## SOURCE DATA:
================================

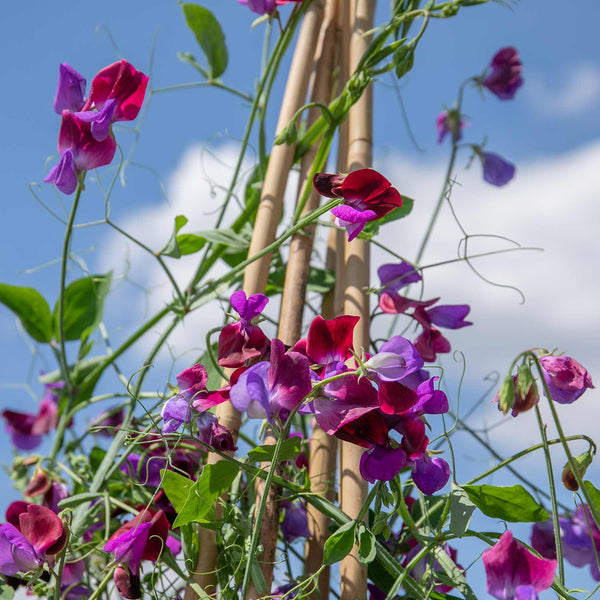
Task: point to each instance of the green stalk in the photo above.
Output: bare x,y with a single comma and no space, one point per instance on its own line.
552,485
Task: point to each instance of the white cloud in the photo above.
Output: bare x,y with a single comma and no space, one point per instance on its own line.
578,92
552,203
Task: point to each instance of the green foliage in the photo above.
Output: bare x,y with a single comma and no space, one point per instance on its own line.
193,501
31,308
339,544
289,450
514,503
372,227
84,303
210,37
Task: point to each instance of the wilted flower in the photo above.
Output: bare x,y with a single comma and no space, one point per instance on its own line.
449,122
514,573
504,78
565,377
241,341
368,195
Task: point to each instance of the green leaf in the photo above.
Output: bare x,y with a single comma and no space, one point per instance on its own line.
514,503
594,494
177,487
209,35
339,544
372,227
172,247
84,303
461,509
366,545
31,308
289,450
202,495
190,243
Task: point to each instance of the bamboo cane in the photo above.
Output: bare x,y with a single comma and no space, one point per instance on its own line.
268,216
353,488
323,447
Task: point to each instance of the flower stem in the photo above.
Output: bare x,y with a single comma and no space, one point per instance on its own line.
551,484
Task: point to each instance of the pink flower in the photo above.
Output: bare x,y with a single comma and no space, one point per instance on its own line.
504,78
514,573
368,195
565,377
117,94
263,7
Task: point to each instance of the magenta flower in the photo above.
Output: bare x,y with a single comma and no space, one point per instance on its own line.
514,573
26,429
449,122
265,7
496,170
32,535
70,94
79,151
272,390
117,94
504,78
368,195
241,341
565,377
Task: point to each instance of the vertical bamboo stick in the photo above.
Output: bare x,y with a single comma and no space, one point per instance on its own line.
267,218
323,447
353,489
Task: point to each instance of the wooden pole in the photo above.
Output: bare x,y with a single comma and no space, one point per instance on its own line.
265,227
323,447
353,488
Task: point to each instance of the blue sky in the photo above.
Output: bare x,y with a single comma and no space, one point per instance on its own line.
551,131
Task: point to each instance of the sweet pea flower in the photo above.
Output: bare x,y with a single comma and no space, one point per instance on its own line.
397,358
117,94
241,341
79,152
565,377
265,7
368,196
449,122
496,170
514,573
504,77
70,93
272,390
33,534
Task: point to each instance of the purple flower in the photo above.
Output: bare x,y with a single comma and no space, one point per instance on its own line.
34,534
70,94
504,78
265,7
295,521
272,390
449,122
397,358
241,341
79,152
496,170
513,572
565,377
368,196
382,463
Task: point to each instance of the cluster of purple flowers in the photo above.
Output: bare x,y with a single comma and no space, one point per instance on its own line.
502,78
85,140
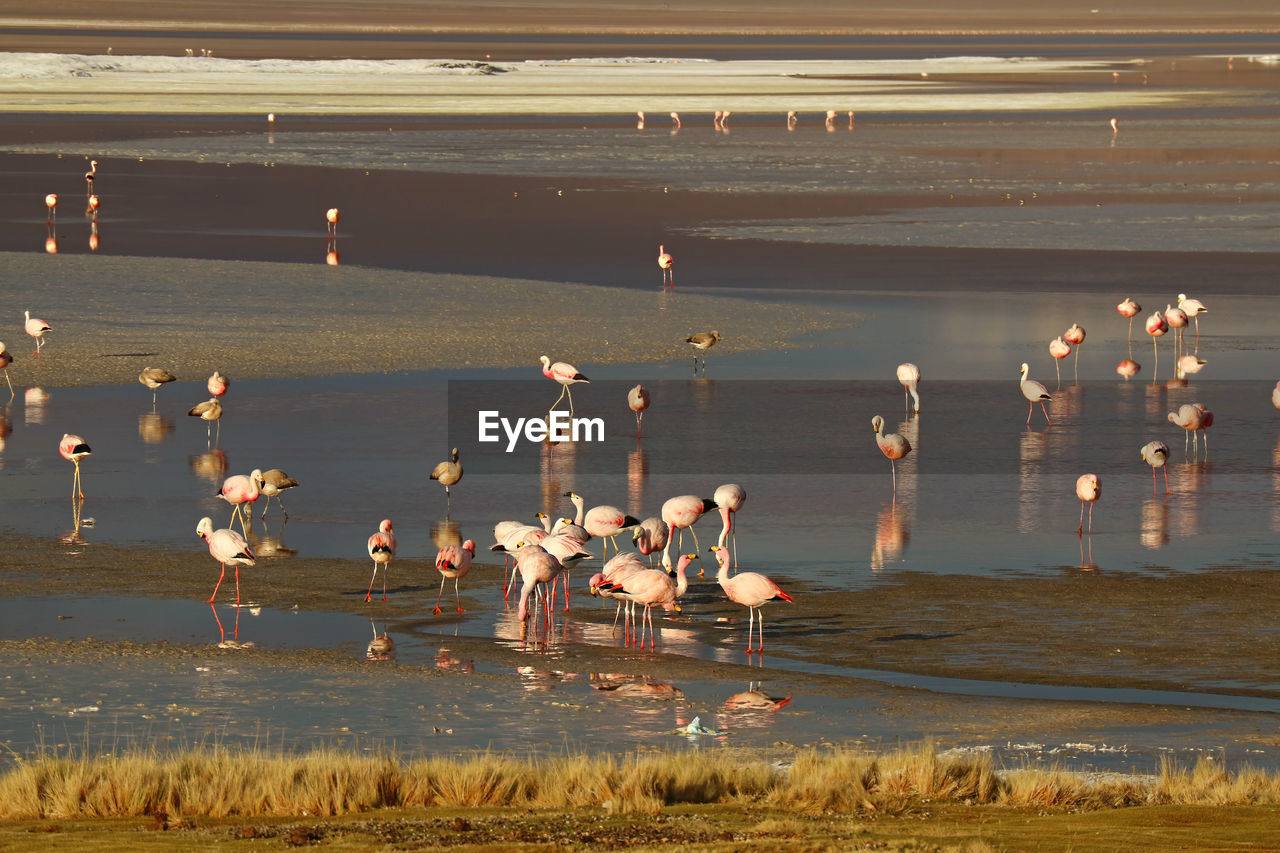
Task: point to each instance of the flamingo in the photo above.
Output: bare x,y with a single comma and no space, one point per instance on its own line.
1088,488
238,491
730,498
1156,327
748,588
209,411
1059,349
910,377
1075,337
602,521
1156,454
1034,392
218,384
892,445
453,561
73,448
36,328
5,360
225,546
1193,309
703,341
650,536
273,483
448,473
382,550
566,375
679,514
638,400
152,378
664,263
1130,310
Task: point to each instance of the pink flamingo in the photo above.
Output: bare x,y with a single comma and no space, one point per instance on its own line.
1075,337
238,491
73,450
650,536
36,328
748,588
1059,349
1130,310
910,377
1156,327
638,400
453,561
225,546
1193,309
382,550
728,498
1034,392
1156,454
1088,488
679,514
218,384
892,445
664,263
5,360
566,375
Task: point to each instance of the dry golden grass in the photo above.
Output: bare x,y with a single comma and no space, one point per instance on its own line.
218,781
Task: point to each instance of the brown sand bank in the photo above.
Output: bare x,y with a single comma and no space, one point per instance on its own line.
112,316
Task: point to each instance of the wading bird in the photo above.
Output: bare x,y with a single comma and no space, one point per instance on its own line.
910,377
750,589
382,550
1034,392
225,546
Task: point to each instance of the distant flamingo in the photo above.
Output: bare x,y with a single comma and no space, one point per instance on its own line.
1075,337
1088,488
1130,310
682,512
1193,309
1156,454
453,561
1034,392
225,546
892,445
73,448
36,328
218,384
1156,327
1059,349
238,491
748,588
664,263
566,375
382,550
910,377
5,360
728,500
209,411
152,378
638,400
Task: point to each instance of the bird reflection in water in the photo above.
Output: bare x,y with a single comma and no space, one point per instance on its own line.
382,647
154,428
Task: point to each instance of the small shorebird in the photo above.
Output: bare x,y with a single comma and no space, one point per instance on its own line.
152,378
703,341
382,550
225,546
73,448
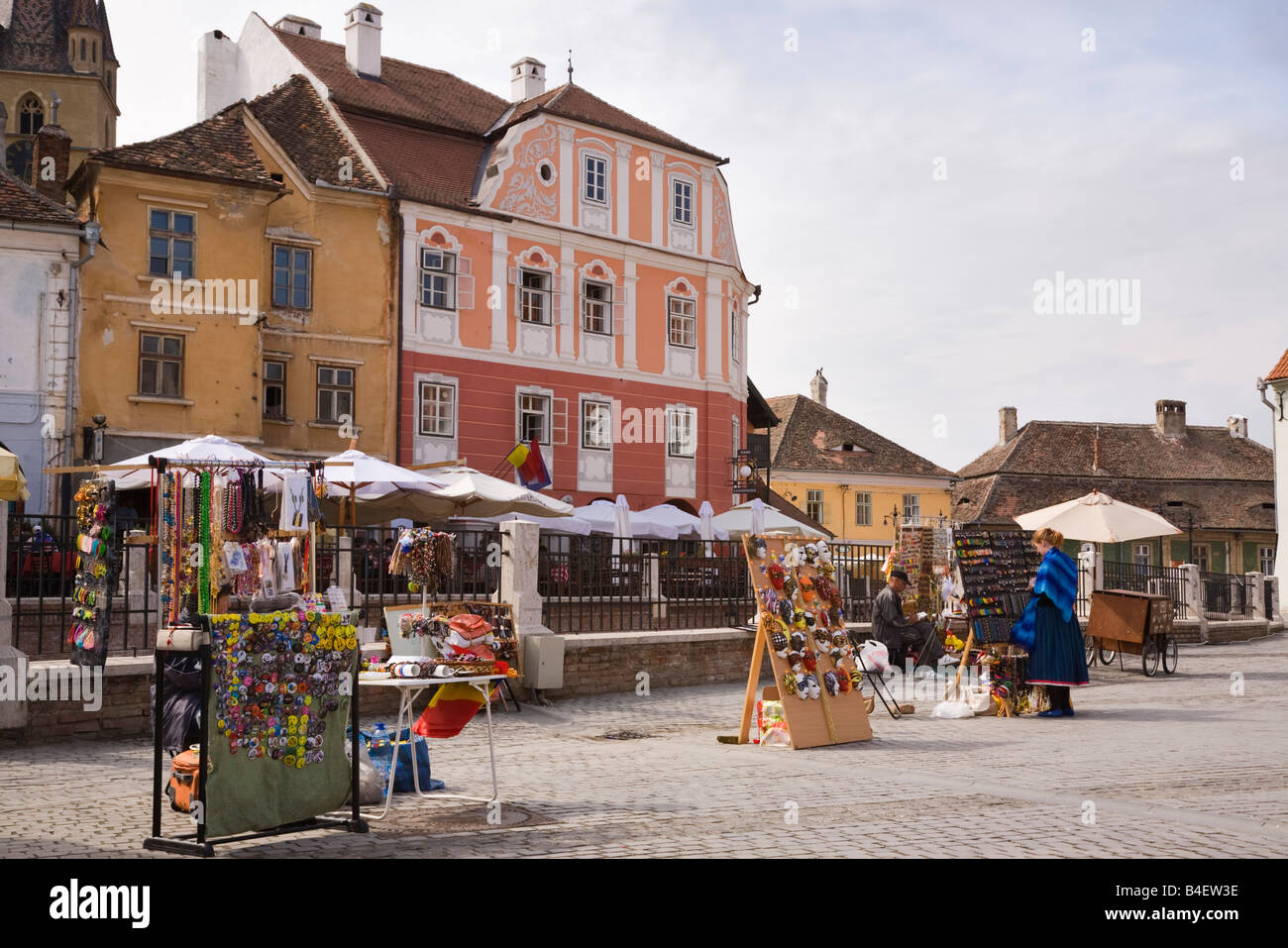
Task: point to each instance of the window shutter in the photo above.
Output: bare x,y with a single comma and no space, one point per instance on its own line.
464,283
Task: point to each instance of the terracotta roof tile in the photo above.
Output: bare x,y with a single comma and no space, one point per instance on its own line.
24,204
218,149
807,433
574,102
1280,369
299,121
404,90
1126,451
1235,505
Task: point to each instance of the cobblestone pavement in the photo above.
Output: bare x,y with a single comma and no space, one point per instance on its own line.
1176,766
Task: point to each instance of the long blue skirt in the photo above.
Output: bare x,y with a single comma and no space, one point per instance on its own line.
1057,656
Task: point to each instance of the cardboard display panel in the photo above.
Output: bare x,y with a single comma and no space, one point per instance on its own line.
811,721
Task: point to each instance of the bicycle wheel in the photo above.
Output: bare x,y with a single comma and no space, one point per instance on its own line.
1149,656
1171,653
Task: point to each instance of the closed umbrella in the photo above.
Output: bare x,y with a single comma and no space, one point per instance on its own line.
1098,518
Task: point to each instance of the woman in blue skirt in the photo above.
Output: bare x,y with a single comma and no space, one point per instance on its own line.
1048,629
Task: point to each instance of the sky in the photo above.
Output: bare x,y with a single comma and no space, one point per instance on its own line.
906,175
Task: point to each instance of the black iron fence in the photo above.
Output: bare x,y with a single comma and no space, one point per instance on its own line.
605,583
1225,595
1159,581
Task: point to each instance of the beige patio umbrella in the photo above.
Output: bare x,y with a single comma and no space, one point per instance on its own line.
1098,518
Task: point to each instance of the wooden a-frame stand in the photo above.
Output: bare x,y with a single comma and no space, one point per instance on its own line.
828,719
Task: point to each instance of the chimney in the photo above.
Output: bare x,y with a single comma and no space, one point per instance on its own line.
299,26
818,388
51,161
1171,417
527,78
362,40
1006,424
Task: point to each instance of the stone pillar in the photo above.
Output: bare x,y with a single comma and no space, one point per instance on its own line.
1193,594
520,545
13,707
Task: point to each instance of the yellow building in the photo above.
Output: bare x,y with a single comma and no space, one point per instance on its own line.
279,329
56,63
846,476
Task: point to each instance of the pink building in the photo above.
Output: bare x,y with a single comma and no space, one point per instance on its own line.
568,272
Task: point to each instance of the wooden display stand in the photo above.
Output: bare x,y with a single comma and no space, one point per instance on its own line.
828,719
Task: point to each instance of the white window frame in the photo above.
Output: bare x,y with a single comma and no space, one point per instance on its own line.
690,317
815,507
420,407
863,507
682,432
450,278
604,428
548,417
604,305
335,386
544,294
588,184
677,207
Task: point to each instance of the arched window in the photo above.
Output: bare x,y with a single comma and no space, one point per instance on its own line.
31,115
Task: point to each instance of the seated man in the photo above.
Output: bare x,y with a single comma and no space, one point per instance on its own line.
898,634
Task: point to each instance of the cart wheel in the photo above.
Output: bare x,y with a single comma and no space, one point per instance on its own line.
1171,652
1149,656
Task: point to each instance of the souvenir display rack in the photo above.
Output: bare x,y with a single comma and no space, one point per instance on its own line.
803,627
996,569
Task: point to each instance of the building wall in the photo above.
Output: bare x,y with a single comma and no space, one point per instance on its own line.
35,268
838,507
349,325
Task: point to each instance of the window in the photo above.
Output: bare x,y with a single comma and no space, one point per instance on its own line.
814,505
682,432
682,324
160,365
596,308
535,419
437,278
596,179
911,506
274,389
535,298
292,277
596,425
335,394
682,202
862,509
31,116
437,410
171,244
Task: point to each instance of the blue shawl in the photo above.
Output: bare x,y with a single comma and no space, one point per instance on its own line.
1057,579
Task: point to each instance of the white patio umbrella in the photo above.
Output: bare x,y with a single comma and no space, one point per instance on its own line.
1098,518
207,449
743,518
475,493
686,524
574,526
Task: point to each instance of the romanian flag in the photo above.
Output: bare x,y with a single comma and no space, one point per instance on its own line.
529,464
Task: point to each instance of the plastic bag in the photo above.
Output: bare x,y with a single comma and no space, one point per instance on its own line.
875,655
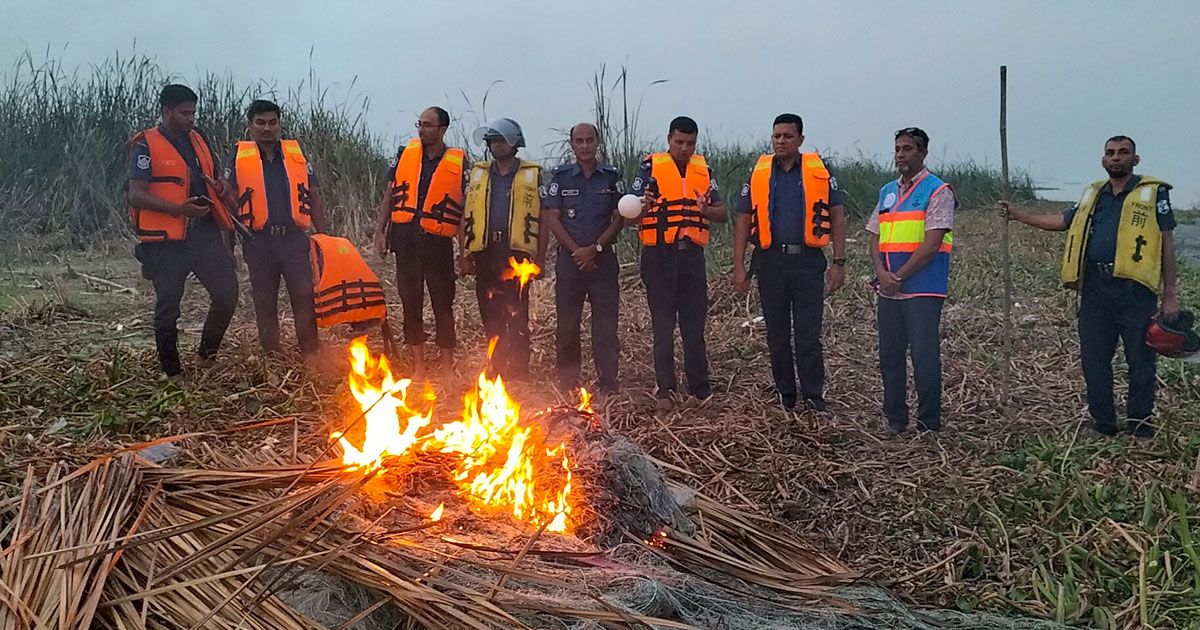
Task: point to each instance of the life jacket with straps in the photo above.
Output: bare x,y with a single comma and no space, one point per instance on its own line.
817,219
441,211
525,211
1139,255
903,231
252,209
346,291
171,180
676,211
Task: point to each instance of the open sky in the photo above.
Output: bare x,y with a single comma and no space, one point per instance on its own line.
1079,71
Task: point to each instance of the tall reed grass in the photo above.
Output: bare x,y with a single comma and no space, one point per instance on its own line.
64,143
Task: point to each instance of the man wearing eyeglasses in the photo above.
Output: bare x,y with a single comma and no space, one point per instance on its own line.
792,209
419,220
910,246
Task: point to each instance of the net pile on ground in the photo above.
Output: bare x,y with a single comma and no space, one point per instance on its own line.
125,544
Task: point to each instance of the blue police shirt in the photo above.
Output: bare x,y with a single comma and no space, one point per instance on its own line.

================================

## HOW TO COMPLETE THIS TASK:
Work out the number of lines above that include the string "white" and write only that number.

## WRITTEN ANSWER:
3